(PROBLEM DETAILS):
Gather every line below that contains the word "Give" and copy each of those lines in full.
— Begin —
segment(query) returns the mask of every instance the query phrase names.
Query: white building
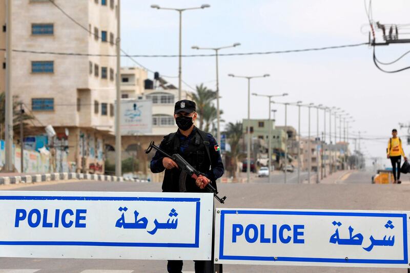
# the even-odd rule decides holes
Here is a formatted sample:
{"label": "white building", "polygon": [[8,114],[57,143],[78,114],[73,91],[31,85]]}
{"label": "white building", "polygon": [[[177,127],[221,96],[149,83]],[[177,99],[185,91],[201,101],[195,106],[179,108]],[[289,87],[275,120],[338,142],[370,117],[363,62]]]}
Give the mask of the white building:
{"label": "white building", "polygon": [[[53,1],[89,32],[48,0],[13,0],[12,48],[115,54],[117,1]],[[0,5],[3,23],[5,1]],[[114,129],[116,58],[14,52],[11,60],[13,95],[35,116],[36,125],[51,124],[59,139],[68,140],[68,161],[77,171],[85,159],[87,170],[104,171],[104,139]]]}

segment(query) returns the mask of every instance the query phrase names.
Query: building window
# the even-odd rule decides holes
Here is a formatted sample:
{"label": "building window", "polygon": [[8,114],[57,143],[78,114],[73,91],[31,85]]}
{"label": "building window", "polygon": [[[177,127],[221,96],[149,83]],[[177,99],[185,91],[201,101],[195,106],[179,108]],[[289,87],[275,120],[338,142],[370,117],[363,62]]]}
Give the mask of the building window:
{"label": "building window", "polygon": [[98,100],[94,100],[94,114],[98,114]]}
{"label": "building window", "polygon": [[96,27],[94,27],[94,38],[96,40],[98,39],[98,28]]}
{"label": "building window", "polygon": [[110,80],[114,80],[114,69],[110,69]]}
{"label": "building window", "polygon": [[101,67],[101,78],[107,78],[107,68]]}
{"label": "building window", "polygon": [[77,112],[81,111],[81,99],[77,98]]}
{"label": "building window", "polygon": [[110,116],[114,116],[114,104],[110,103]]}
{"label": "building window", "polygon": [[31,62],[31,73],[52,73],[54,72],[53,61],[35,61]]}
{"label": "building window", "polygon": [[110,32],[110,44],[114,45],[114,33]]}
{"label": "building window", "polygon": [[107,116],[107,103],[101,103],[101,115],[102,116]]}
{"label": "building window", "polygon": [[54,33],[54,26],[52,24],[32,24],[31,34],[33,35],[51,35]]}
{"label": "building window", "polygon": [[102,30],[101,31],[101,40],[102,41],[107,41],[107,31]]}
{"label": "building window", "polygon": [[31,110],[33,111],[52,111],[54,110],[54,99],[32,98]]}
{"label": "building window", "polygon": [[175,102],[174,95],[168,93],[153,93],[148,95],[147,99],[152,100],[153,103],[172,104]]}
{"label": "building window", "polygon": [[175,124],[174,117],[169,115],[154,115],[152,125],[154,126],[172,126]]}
— End —
(SOLVED PROBLEM):
Give the mask of the white building:
Give the mask of the building window:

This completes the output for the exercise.